* [TRECHO DO DOCUMENTO]:
┌──
Na abertura da 49ª Sessão Extraordinária da Corte Interamericana de Direitos Humanos (CorteIDH), na tarde desta segunda-feira (11), o presidente da instituição, Diego Garcia-Sayán, o presidente do Supremo Tribunal Federal, ministro Joaquim Barbosa, e o ministro de Estado da Justiça, José Eduardo Cardozo, ressaltaram a importância da realização desta sessão no Brasil, no sentido da compreensão do papel da CorteIDH no sistema interamericano de direitos humanos. A sessão solene, realizada no Plenário do STF, em Brasília, contou com a presença dos integrantes da CorteIDH, de ministros do STF e de autoridades brasileiras. O ministro Joaquim Barbosa afirmou que o Brasil se sente honrado em acolher a sessão extraordinária, que, segundo ele, “está imbuída de marca histórica”.
└──
* [OBJETIVO A]:
Responda com base na notícia sobre a sessão da CorteIDH:
(i) Em que dia da semana foi aberta a 49ª Sessão Extraordinária?
(ii) Em que local foi realizada a sessão solene?
(iii) Com que palavras o ministro Joaquim Barbosa descreveu a sessão extraordinária?
O texto e os registros não têm nenhuma relação entre si.

* [REGISTROS]:
┌──
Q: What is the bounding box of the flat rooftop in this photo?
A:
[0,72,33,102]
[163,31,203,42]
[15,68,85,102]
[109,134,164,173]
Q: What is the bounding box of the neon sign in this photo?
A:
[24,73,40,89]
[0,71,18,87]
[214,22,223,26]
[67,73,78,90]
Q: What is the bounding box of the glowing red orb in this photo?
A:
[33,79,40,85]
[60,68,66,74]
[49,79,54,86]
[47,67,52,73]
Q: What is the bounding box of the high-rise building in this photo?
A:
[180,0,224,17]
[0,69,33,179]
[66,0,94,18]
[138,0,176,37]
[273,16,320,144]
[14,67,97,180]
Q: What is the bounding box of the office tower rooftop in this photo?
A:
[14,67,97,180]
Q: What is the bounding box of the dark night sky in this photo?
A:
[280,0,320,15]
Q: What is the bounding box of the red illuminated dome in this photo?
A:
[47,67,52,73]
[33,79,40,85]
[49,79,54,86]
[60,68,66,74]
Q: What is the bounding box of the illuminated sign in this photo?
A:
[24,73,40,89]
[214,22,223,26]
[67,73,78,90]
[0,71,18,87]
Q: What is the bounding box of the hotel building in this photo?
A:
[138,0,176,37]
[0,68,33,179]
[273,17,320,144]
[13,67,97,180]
└──
┌──
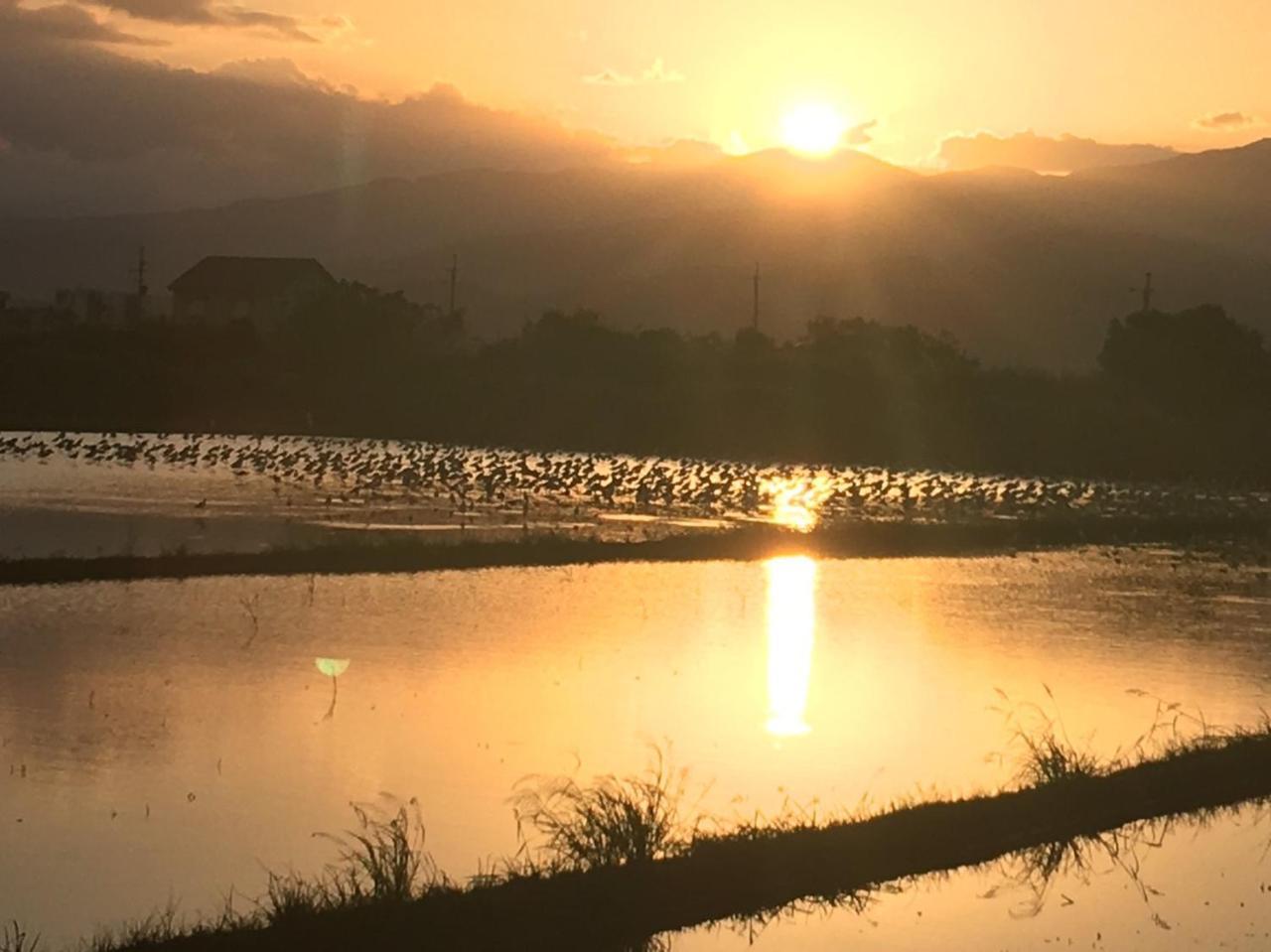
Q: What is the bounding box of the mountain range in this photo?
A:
└──
* [OBJETIVO B]: Transcreva em forma de lista numerada os registros, da linha que contém "Q: What is the bounding box of the hotel" até a linha que contém "[13,67,97,180]", incluindo as duas e omitindo as linhas em branco.

* [RESOLUÇÃO A]:
(i) Na segunda-feira (11).
(ii) No Plenário do STF, em Brasília.
(iii) Disse que ela "está imbuída de marca histórica".

* [RESOLUÇÃO B]:
1. Q: What is the bounding box of the hotel building in this photo?
2. A:
3. [138,0,176,37]
4. [0,68,33,179]
5. [273,17,320,144]
6. [13,67,97,180]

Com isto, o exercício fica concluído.